* _Data extracts_:

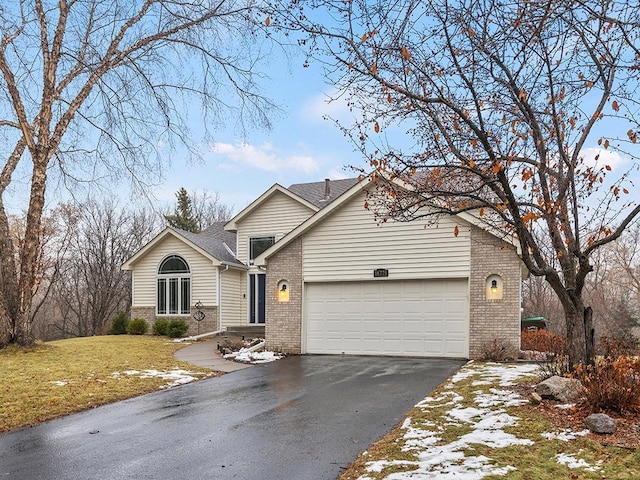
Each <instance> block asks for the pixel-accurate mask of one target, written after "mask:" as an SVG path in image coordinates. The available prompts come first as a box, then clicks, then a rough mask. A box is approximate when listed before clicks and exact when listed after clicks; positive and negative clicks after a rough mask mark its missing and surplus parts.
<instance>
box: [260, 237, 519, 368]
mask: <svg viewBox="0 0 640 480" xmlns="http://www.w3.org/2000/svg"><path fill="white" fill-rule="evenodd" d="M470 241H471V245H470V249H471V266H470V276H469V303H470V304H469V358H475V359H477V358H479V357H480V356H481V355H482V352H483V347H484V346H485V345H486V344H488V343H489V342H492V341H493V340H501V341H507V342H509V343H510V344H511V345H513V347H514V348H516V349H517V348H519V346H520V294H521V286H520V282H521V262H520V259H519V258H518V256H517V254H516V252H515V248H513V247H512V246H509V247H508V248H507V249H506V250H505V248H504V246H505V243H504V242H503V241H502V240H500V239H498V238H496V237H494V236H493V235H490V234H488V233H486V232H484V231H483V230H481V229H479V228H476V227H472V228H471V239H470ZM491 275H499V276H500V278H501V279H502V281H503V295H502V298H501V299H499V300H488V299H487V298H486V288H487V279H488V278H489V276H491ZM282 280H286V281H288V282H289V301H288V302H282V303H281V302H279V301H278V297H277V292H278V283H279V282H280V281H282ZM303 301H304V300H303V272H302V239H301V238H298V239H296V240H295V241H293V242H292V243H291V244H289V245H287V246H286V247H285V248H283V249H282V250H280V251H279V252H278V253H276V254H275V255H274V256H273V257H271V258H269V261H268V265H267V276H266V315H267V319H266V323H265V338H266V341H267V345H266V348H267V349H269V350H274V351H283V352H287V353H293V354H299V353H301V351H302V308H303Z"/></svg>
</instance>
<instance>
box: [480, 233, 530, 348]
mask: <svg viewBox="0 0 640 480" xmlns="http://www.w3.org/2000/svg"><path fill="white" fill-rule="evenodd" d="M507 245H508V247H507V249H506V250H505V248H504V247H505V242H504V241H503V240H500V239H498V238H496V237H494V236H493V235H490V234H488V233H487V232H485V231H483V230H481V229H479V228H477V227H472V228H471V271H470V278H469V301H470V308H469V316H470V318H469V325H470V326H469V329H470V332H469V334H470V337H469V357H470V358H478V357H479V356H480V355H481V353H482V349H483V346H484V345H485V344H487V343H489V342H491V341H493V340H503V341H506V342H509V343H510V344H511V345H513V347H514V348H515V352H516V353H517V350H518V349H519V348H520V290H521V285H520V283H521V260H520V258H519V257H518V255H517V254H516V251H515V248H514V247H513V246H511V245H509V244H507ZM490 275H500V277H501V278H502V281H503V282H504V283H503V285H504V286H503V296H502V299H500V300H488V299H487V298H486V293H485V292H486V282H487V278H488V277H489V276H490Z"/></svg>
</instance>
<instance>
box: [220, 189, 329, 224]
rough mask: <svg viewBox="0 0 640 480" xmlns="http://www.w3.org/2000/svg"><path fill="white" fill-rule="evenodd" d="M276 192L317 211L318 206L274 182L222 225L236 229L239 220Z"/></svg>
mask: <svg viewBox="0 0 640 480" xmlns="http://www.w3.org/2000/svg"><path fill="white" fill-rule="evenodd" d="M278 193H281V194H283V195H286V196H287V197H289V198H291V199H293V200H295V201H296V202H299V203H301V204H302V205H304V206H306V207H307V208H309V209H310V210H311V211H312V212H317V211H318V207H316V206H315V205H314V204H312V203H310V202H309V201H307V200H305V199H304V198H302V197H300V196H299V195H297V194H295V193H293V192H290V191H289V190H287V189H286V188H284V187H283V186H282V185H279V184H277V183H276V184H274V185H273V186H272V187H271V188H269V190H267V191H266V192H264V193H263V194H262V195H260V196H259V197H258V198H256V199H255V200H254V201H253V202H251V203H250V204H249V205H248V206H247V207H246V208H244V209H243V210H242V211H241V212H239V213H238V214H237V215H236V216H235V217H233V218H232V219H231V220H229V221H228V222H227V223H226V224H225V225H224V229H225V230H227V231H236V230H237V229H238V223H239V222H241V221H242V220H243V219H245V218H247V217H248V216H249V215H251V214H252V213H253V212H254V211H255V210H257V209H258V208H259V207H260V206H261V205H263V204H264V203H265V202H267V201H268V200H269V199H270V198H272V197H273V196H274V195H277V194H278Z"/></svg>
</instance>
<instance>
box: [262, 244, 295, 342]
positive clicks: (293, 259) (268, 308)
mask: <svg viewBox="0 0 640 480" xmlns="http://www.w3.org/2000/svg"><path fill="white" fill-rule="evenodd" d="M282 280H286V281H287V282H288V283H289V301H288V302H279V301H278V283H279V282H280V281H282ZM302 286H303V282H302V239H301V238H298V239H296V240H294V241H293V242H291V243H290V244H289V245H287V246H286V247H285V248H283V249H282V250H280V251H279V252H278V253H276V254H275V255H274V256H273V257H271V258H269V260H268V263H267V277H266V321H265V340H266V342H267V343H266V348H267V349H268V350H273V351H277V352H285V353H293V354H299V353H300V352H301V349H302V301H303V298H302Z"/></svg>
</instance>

* _Task objective_:
Print the records above exactly as they stand, but leave out the pictures.

* _Written solution_:
Each <instance> block asks for the pixel-accurate mask of one target, written after "mask:" as an SVG path in image coordinates. The available prompts come first as a box, then clicks, then a rough mask. A box is approximate when listed before clicks and exact when listed after clicks; positive and negative clicks after a rough mask mark its missing and surplus parts.
<instance>
box: [260, 237, 519, 368]
mask: <svg viewBox="0 0 640 480" xmlns="http://www.w3.org/2000/svg"><path fill="white" fill-rule="evenodd" d="M470 241H471V245H470V249H471V266H470V276H469V303H470V304H469V358H475V359H477V358H479V357H480V356H481V355H482V352H483V347H484V346H485V345H486V344H488V343H489V342H492V341H493V340H501V341H507V342H509V343H510V344H511V345H513V347H514V348H516V349H517V348H519V346H520V294H521V286H520V282H521V262H520V259H519V258H518V256H517V254H516V252H515V248H513V247H512V246H509V247H508V248H507V249H506V250H505V248H504V246H505V243H504V242H503V241H502V240H500V239H498V238H496V237H494V236H493V235H490V234H488V233H486V232H484V231H483V230H481V229H479V228H476V227H472V228H471V239H470ZM491 275H499V276H500V278H501V279H502V281H503V295H502V298H501V299H499V300H488V299H487V298H486V288H487V279H488V278H489V276H491ZM282 280H286V281H288V282H289V301H288V302H282V303H281V302H279V301H278V297H277V292H278V283H279V282H280V281H282ZM303 301H304V300H303V272H302V239H301V238H298V239H296V240H295V241H293V242H292V243H291V244H289V245H287V246H286V247H285V248H283V249H282V250H280V251H279V252H278V253H276V254H275V255H274V256H273V257H271V258H269V261H268V265H267V276H266V315H267V319H266V323H265V338H266V341H267V345H266V348H267V349H269V350H274V351H283V352H287V353H293V354H299V353H301V351H302V308H303Z"/></svg>
</instance>
<instance>
box: [480, 233, 530, 348]
mask: <svg viewBox="0 0 640 480" xmlns="http://www.w3.org/2000/svg"><path fill="white" fill-rule="evenodd" d="M507 245H508V247H507V249H506V250H505V248H504V247H505V242H504V241H503V240H500V239H498V238H496V237H494V236H493V235H490V234H488V233H487V232H485V231H483V230H481V229H479V228H477V227H472V228H471V271H470V278H469V301H470V308H469V316H470V318H469V325H470V326H469V329H470V332H469V334H470V337H469V357H470V358H478V357H479V356H480V355H481V353H482V349H483V346H484V345H485V344H487V343H489V342H491V341H493V340H503V341H506V342H509V343H510V344H511V345H513V347H514V348H515V352H516V353H517V350H518V349H519V348H520V290H521V285H520V283H521V260H520V258H519V257H518V255H517V254H516V251H515V248H514V247H513V246H511V245H509V244H507ZM490 275H500V277H501V278H502V281H503V282H504V283H503V285H504V286H503V296H502V299H500V300H488V299H487V298H486V293H485V292H486V282H487V278H488V277H489V276H490Z"/></svg>
</instance>
<instance>
box: [220, 189, 329, 224]
rough mask: <svg viewBox="0 0 640 480" xmlns="http://www.w3.org/2000/svg"><path fill="white" fill-rule="evenodd" d="M276 192L317 211L318 206L274 182L222 225L236 229L239 220Z"/></svg>
mask: <svg viewBox="0 0 640 480" xmlns="http://www.w3.org/2000/svg"><path fill="white" fill-rule="evenodd" d="M278 193H281V194H283V195H286V196H287V197H289V198H291V199H293V200H295V201H296V202H299V203H301V204H302V205H304V206H306V207H307V208H309V209H310V210H311V211H312V212H317V211H318V207H316V206H315V205H314V204H312V203H310V202H309V201H307V200H305V199H304V198H302V197H300V196H299V195H297V194H295V193H293V192H290V191H289V190H287V189H286V188H284V187H283V186H282V185H279V184H277V183H276V184H274V185H273V186H272V187H271V188H269V190H267V191H266V192H264V193H263V194H262V195H260V196H259V197H258V198H256V199H255V200H254V201H253V202H251V203H250V204H249V205H248V206H247V207H246V208H244V209H243V210H242V211H241V212H239V213H238V214H237V215H236V216H235V217H233V218H232V219H231V220H229V221H228V222H227V223H226V224H225V225H224V229H225V230H227V231H236V230H237V229H238V223H239V222H241V221H242V220H243V219H245V218H247V217H248V216H249V215H251V214H252V213H253V212H254V211H255V210H257V209H258V208H259V207H260V206H261V205H263V204H264V203H265V202H267V201H268V200H269V199H270V198H272V197H273V196H274V195H277V194H278Z"/></svg>
</instance>
<instance>
box: [262, 244, 295, 342]
positive clicks: (293, 259) (268, 308)
mask: <svg viewBox="0 0 640 480" xmlns="http://www.w3.org/2000/svg"><path fill="white" fill-rule="evenodd" d="M282 280H286V281H287V282H288V283H289V301H288V302H279V301H278V283H279V282H280V281H282ZM302 286H303V282H302V239H301V238H298V239H296V240H294V241H293V242H291V243H290V244H289V245H287V246H286V247H285V248H283V249H282V250H280V251H279V252H278V253H276V254H275V255H274V256H273V257H271V258H269V260H268V263H267V277H266V321H265V340H266V342H267V343H266V348H267V349H268V350H273V351H277V352H285V353H293V354H299V353H300V352H301V349H302V301H303V298H302Z"/></svg>
</instance>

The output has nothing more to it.